Objectif indiqué: Mettez à jour le passage de l'extrait juridique qui commence à « 5 Le considérant » et se termine à « les États membres. ». Remplacez-y « domaine coordonné » par « secteur coordonné ».

Extrait du document:
☆ ☆ ☆

2 Cette demande a été présentée dans le cadre d’un recours en annulation de l’article 12 de l’ordonnance de la Région de Bruxelles-Capitale du 23 décembre 2016, relative à la taxe régionale sur les établissements d’hébergement touristique, introduit par Airbnb Ireland UC.

 Le cadre juridique

 Le droit de l’Union

 La directive 2000/31

3 Aux termes du considérant 12 de la directive 2000/31 :

« Il est nécessaire d’exclure du champ d’application de la présente directive certaines activités compte tenu du fait que la libre prestation des services dans ces domaines ne peut être, à ce stade, garantie au regard du traité ou du droit communautaire dérivé existant. Cette exclusion doit être sans préjudice des éventuels instruments qui pourraient s’avérer nécessaires pour le bon fonctionnement du marché intérieur. La fiscalité, notamment la taxe sur la valeur ajoutée frappant un grand nombre des services visés par la présente directive, doit être exclue du champ d’application de la présente directive. »

4 Le considérant 13 de cette directive est ainsi libellé :

« La présente directive n’a pas pour but d’établir des règles en matière d’obligations fiscales ni ne préjuge de l’élaboration d’instruments communautaires relatifs aux aspects fiscaux du commerce électronique. »

5 Le considérant 21 de ladite directive énonce :

« La portée du domaine coordonné est sans préjudice d’une future harmonisation communautaire concernant les services de la société de l’information et de futures législations adoptées au niveau national conformément au droit communautaire. Le domaine coordonné ne couvre que les exigences relatives aux activités en ligne, telles que l’information en ligne, la publicité en ligne, les achats en ligne, la conclusion de contrats en ligne [...] »

6 L’article 1er de la directive 2000/31, intitulé « Objectif et champ d’application », dispose :

« 1. La présente directive a pour objectif de contribuer au bon fonctionnement du marché intérieur en assurant la libre circulation des services de la société de l’information entre les États membres.

☆ ☆ ☆

Extrait des données:

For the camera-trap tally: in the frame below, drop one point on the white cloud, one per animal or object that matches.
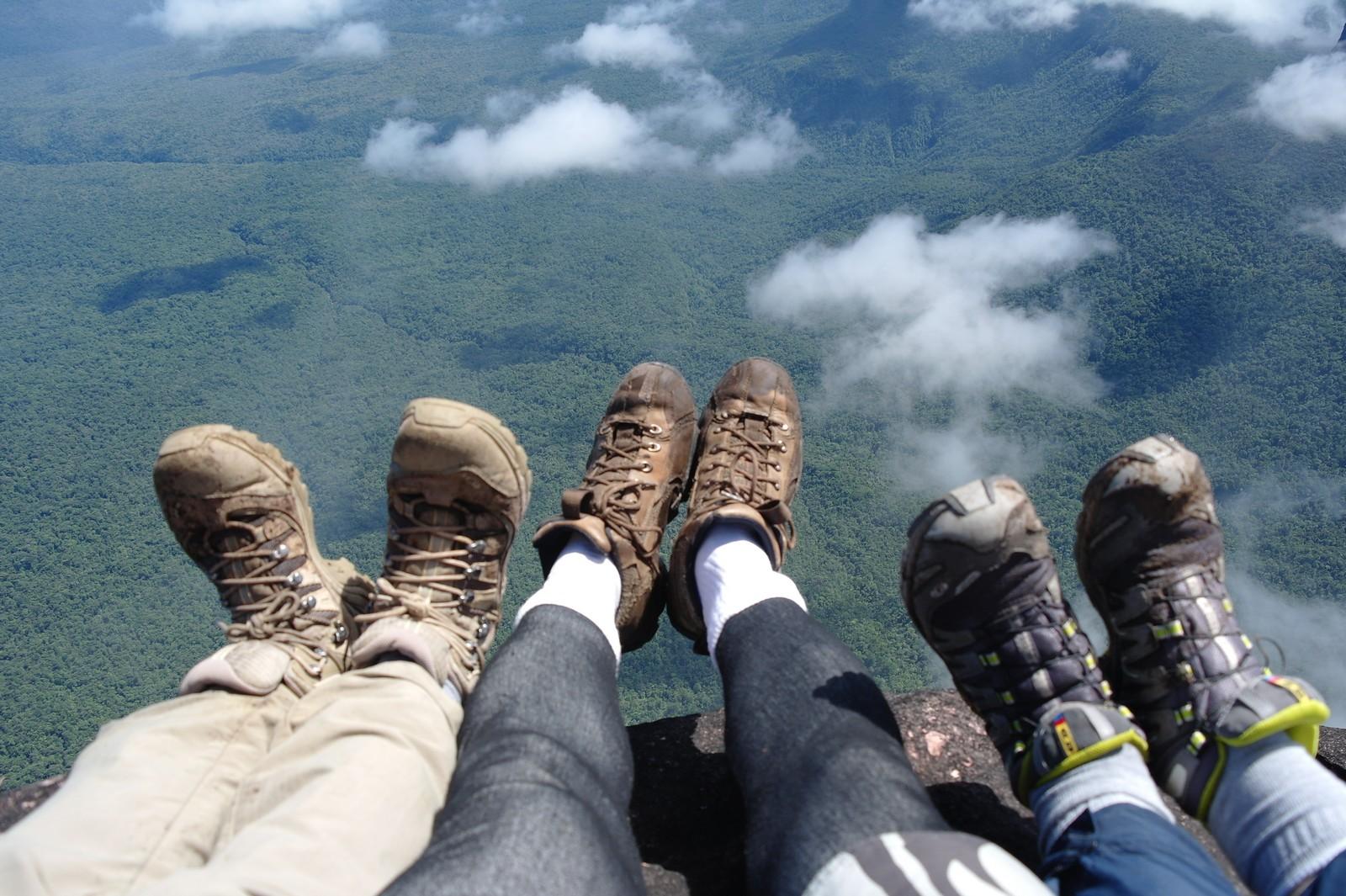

☆ ☆ ☆

Réponse à la consigne:
5 Le considérant 21 de ladite directive énonce :

« La portée du secteur coordonné est sans préjudice d’une future harmonisation communautaire concernant les services de la société de l’information et de futures législations adoptées au niveau national conformément au droit communautaire. Le secteur coordonné ne couvre que les exigences relatives aux activités en ligne, telles que l’information en ligne, la publicité en ligne, les achats en ligne, la conclusion de contrats en ligne [...] »

6 L’article 1er de la directive 2000/31, intitulé « Objectif et champ d’application », dispose :

« 1. La présente directive a pour objectif de contribuer au bon fonctionnement du marché intérieur en assurant la libre circulation des services de la société de l’information entre les États membres.